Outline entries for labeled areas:
============================================================

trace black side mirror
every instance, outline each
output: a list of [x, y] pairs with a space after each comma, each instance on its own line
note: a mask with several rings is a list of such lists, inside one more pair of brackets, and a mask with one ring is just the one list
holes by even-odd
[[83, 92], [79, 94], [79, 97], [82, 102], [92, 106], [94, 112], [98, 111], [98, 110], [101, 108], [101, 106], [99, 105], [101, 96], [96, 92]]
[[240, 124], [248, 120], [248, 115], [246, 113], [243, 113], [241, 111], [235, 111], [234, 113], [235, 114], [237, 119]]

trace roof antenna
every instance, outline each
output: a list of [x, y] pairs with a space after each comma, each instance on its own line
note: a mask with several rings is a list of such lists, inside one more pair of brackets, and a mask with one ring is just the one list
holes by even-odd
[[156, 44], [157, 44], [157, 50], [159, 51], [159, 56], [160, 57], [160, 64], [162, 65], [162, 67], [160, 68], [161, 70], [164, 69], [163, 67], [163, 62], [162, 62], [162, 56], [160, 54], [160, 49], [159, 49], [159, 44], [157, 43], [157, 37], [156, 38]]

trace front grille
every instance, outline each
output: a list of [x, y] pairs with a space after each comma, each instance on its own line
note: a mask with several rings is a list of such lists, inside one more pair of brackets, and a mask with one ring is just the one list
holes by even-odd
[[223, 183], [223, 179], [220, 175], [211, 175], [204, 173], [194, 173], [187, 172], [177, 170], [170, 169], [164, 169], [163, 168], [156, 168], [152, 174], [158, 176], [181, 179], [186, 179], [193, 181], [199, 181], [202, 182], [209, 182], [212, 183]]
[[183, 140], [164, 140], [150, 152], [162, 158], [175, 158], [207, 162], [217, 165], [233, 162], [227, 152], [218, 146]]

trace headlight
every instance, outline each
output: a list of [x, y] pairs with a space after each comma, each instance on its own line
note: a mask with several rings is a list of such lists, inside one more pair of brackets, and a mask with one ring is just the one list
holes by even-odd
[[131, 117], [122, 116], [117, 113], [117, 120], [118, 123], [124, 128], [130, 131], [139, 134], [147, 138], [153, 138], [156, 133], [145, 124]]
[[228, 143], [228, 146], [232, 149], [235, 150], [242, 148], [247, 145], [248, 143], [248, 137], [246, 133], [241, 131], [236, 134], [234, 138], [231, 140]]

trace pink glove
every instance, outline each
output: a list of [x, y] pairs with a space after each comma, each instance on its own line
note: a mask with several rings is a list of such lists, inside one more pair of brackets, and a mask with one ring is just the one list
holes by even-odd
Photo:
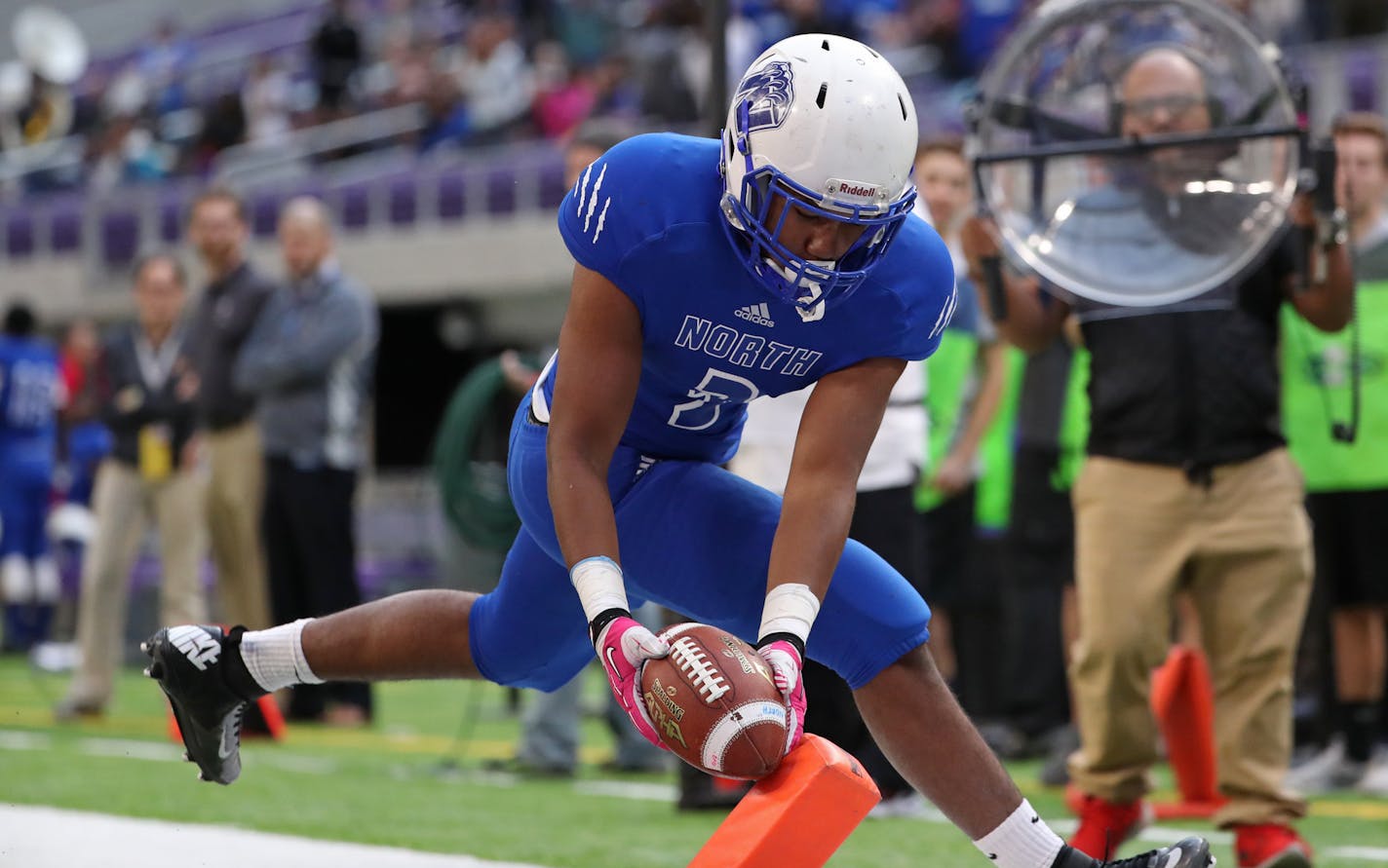
[[626, 715], [632, 718], [637, 732], [657, 747], [669, 750], [661, 743], [655, 724], [651, 722], [645, 703], [641, 702], [641, 670], [647, 660], [670, 653], [669, 643], [634, 618], [619, 616], [602, 628], [593, 646], [598, 660], [602, 661], [612, 693], [626, 709]]
[[770, 664], [772, 682], [786, 699], [786, 753], [790, 753], [805, 738], [805, 707], [809, 703], [805, 699], [805, 681], [799, 677], [804, 661], [799, 649], [786, 639], [763, 645], [756, 653]]

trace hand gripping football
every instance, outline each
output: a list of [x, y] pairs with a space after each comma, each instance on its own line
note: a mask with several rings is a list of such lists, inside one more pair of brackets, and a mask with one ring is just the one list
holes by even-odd
[[786, 752], [786, 703], [756, 649], [708, 624], [665, 630], [668, 657], [648, 660], [641, 700], [661, 740], [712, 775], [756, 781]]

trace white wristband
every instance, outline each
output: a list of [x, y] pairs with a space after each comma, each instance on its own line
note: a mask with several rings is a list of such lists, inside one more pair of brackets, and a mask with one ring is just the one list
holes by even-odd
[[611, 557], [601, 555], [584, 557], [569, 570], [569, 581], [579, 592], [583, 614], [589, 623], [608, 609], [630, 609], [626, 602], [626, 584], [622, 581], [622, 567]]
[[788, 632], [806, 642], [818, 614], [819, 598], [809, 585], [776, 585], [762, 605], [762, 628], [756, 632], [756, 641], [761, 642], [773, 632]]

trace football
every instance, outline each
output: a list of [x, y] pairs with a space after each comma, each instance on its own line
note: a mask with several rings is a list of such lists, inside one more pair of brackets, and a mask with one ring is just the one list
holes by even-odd
[[670, 653], [645, 663], [641, 699], [666, 747], [720, 778], [772, 774], [786, 753], [787, 711], [770, 666], [708, 624], [676, 624], [661, 636]]

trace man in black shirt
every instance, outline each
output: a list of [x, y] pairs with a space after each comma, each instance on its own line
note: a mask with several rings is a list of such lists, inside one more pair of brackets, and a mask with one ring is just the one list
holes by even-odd
[[96, 366], [96, 412], [111, 452], [96, 474], [96, 535], [82, 560], [82, 661], [58, 720], [100, 714], [121, 661], [130, 567], [153, 519], [160, 537], [160, 617], [207, 617], [201, 577], [203, 485], [185, 448], [193, 435], [196, 377], [183, 354], [183, 266], [155, 254], [135, 268], [139, 322], [107, 341]]
[[[1138, 54], [1115, 94], [1116, 133], [1210, 129], [1206, 85], [1201, 65], [1180, 50]], [[1208, 254], [1185, 230], [1210, 230], [1209, 220], [1237, 204], [1187, 196], [1195, 176], [1185, 173], [1201, 171], [1201, 158], [1191, 147], [1153, 151], [1141, 158], [1149, 161], [1146, 189], [1115, 184], [1084, 201], [1095, 212], [1090, 225], [1060, 230], [1102, 230], [1103, 241], [1090, 250], [1103, 261], [1078, 268], [1115, 280], [1151, 268], [1178, 288], [1180, 276], [1196, 268], [1192, 261]], [[1203, 171], [1213, 172], [1214, 162]], [[1119, 208], [1123, 200], [1142, 207]], [[1113, 214], [1098, 219], [1106, 205]], [[1174, 219], [1183, 209], [1195, 214]], [[1310, 225], [1305, 197], [1291, 218]], [[1226, 237], [1234, 232], [1220, 229]], [[1031, 283], [1008, 284], [998, 323], [1008, 340], [1038, 351], [1074, 313], [1091, 352], [1088, 458], [1073, 491], [1080, 639], [1070, 663], [1081, 734], [1070, 778], [1084, 793], [1070, 844], [1091, 856], [1117, 849], [1142, 824], [1158, 742], [1151, 672], [1170, 643], [1173, 596], [1185, 591], [1199, 613], [1216, 692], [1219, 785], [1228, 801], [1214, 821], [1234, 829], [1239, 868], [1310, 865], [1310, 847], [1291, 828], [1305, 801], [1283, 783], [1312, 557], [1301, 474], [1278, 423], [1277, 324], [1289, 301], [1320, 329], [1344, 327], [1352, 284], [1348, 258], [1335, 247], [1317, 251], [1326, 257], [1324, 269], [1312, 269], [1320, 281], [1296, 291], [1292, 234], [1252, 272], [1177, 305], [1062, 301]], [[1162, 262], [1141, 261], [1158, 248], [1166, 251]], [[973, 223], [965, 250], [984, 286], [983, 258], [998, 251], [992, 234]]]
[[197, 427], [211, 470], [207, 526], [222, 617], [265, 625], [261, 437], [255, 401], [235, 387], [232, 369], [273, 286], [246, 261], [247, 234], [244, 207], [233, 193], [214, 187], [193, 202], [189, 238], [210, 283], [193, 312], [186, 352], [198, 380]]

============================================================

### Work required
Rewrite the records from the start through the line containing "37], [156, 38]]", requests included, and shift every coordinate in the answers by adding 89 to each number.

### Written response
trace black side mirror
every instance, outline each
output: a list of [x, y] pairs with a space after each comma, each instance on its own line
note: a mask with several rings is a list of such lists, inside one more pair of brackets, and a mask with one ring is just the one list
holes by even-odd
[[172, 181], [168, 183], [168, 186], [171, 191], [181, 195], [183, 201], [187, 200], [187, 199], [190, 197], [190, 195], [188, 194], [190, 185], [185, 181]]
[[329, 213], [337, 209], [337, 204], [335, 202], [332, 202], [330, 200], [324, 200], [323, 202], [324, 203], [326, 208]]

trace roof antenna
every instance, outline each
output: a list of [x, y] pairs with a space after each comma, each instance on its own line
note: a mask with several rings is a list of such lists, inside one more pair of brackets, and a mask with one ring is just the one list
holes by even-odd
[[245, 133], [246, 133], [246, 139], [248, 140], [248, 145], [249, 146], [249, 153], [251, 154], [251, 156], [249, 157], [250, 159], [253, 158], [252, 156], [252, 151], [251, 151], [251, 145], [249, 143], [249, 138], [248, 138], [248, 133], [246, 132], [246, 126], [245, 127]]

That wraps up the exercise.